> Stated exercise 1:
From the entries that follow the mailing-list thread below, pick out every line containing the word "head" and copy each one.

> Document section:

####################

[petsc-users] petsc4py help with parallel execution

Fri Nov 16 12:18:40 CST 2018

On Fri, 16 Nov 2018 at 19:02, Ivan Voznyuk <ivan.voznyuk.work at gmail.com>
wrote:

> Hi Satish,
> Thanks for your reply.
>
> Bad news... I tested 2 solutions that you proposed, none has worked.
>

You don't still have
OMP_NUM_THREADS=1
set in your environment do you?

Can you print the value of this env variable from within your python code
and confirm it's not 1

>
> 1. --with-blaslapack-dir=/opt/intel/mkl
> --with-mkl_pardiso-dir=/opt/intel/mkl installed well, without any problems.
> However, the code is still turning in sequential way.
> 2. When I changed -lmkl_sequential to -lmkl_intel_thread -liomp, he at
> first did not find the liomp, so I had to create a symbolic link of libiomp5.so
> to /lib.
> At the launching of the .py code I had to go with:
> export
> LD_PRELOAD=/opt/intel/mkl/lib/intel64/libmkl_core.so:/opt/intel/mkl/lib/intel64/libmkl_sequential.so
> and
> export LD_LIBRARY_PATH=/opt/petsc/petsc1/arch-linux2-c-debug/lib/
>
> But still it does not solve the given problem and code is still running
> sequentially...
>
> May be you have some other ideas?
>
> Thanks,
> Ivan
>
>
>
>
> On Fri, Nov 16, 2018 at 6:11 PM Balay, Satish <balay at mcs.anl.gov> wrote:
>
>> Yes PETSc prefers sequential MKL - as MPI handles parallelism.
>>
>> One way to trick petsc configure to use threaded MKL is to enable
>> pardiso. i.e:
>>
>> --with-blaslapack-dir=/opt/intel/mkl --with-mkl_pardiso-dir=/opt/intel/mkl
>>
>>
>> http://ftp.mcs.anl.gov/pub/petsc/nightlylogs/archive/2018/11/15/configure_master_arch-pardiso_grind.log
>>
>> BLAS/LAPACK: -Wl,-rpath,/soft/com/packages/intel/16/u3/mkl/lib/intel64
>> -L/soft/com/packages/intel/16/u3/mkl/lib/intel64 -lmkl_intel_lp64
>> -lmkl_core -lmkl_intel_thread -liomp5 -ldl -lpthread
>>
>> Or you can manually specify the correct MKL library list [with
>> threading] via --with-blaslapack-lib option.
>>
>> Satish
>>
>> On Fri, 16 Nov 2018, Ivan Voznyuk via petsc-users wrote:
>>
>> > Hi,
>> > You were totally right: no miracle, parallelization does come from
>> > multithreading. We checked Option 1/: played with OMP_NUM_THREADS=1 it
>> > changed computational time.
>> >
>> > So, I reinstalled everything (starting with Ubuntu ending with petsc)

####################

> Dataset records:
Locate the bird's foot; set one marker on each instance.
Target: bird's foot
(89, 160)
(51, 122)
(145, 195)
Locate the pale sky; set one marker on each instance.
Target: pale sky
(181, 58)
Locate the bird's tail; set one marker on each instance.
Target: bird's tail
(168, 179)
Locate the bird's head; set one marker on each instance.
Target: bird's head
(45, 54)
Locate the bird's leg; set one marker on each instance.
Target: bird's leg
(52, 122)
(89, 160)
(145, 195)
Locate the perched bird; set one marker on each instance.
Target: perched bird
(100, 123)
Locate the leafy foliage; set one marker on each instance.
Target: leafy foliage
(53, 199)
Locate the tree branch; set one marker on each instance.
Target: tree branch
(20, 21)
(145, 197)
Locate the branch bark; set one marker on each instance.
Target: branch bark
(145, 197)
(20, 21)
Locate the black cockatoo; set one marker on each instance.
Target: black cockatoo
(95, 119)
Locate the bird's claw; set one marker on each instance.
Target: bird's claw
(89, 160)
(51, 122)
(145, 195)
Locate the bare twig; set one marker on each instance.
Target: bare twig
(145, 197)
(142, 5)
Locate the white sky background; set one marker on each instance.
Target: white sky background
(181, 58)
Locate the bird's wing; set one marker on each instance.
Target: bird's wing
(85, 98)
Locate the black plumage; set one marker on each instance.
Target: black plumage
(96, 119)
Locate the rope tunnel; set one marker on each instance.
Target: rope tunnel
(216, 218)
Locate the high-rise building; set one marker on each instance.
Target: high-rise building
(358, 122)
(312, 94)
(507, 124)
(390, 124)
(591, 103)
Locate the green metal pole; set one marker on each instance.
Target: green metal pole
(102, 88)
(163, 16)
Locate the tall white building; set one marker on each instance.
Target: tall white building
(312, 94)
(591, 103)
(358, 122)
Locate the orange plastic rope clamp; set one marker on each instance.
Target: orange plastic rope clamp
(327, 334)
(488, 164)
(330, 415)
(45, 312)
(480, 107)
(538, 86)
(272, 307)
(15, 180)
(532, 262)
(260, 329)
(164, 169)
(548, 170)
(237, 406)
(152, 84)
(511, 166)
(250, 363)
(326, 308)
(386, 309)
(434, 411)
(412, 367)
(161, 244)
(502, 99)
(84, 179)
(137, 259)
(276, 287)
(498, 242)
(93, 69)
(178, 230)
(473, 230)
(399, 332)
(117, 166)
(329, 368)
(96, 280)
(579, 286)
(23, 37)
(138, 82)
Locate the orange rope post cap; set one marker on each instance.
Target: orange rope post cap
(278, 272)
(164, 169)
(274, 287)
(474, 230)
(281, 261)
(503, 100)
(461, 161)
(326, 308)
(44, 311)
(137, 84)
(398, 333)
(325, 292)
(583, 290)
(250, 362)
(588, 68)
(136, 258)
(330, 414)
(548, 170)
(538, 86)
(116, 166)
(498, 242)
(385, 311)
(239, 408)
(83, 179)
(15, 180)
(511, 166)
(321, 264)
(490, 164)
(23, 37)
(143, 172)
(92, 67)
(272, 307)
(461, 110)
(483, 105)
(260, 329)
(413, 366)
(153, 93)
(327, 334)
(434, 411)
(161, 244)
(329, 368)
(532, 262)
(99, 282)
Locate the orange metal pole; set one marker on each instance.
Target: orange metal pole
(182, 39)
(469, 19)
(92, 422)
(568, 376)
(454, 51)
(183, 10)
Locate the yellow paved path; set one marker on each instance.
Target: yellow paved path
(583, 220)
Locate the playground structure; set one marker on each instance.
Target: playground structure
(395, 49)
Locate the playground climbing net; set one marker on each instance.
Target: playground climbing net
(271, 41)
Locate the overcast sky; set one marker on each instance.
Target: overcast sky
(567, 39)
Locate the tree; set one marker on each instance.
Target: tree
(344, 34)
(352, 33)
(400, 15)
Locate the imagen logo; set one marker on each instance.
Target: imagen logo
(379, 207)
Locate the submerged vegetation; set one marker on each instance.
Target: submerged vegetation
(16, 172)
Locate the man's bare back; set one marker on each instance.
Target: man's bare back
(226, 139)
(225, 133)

####################

> Stated exercise 2:
Continue the mailing-list thread on running petsc4py in parallel, starting after its last line.

> Right answer 1:
Locate the bird's head; set one marker on each instance.
Target: bird's head

> Right answer 2:
>> and
>> > configured the following things:
>> >
>> > - installed system's ompenmpi
>> > - installed Intel MKL Blas / Lapack
>> > - configured PETSC as ./configure --with-cc=mpicc --with-fc=mpif90
>> > --with-cxx=mpicxx --with-blas-lapack-dir=/opt/intel/mkl/lib/intel64
>> > --download-scalapack --download-mumps --with-hwloc --with-shared
>> > --with-openmp=1 --with-pthread=1 --with-scalar-type=complex
>> > hoping that it would take into account blas multithreading
>> > - installed petsc4py
>> >
>> > However, I do not get any parallelization...
>> > What I tried to do so far unsuccessfully :
>> > - play with OMP_NUM_THREADS
>> > - reinstall the system
>> > - ldd PETSc.cpython-35m-x86_64-linux-gnu.so yields lld_result.txt (here
>> > attached)
>> > I noted that libmkl_sequential.so library there. Do you think this is
>> > normal?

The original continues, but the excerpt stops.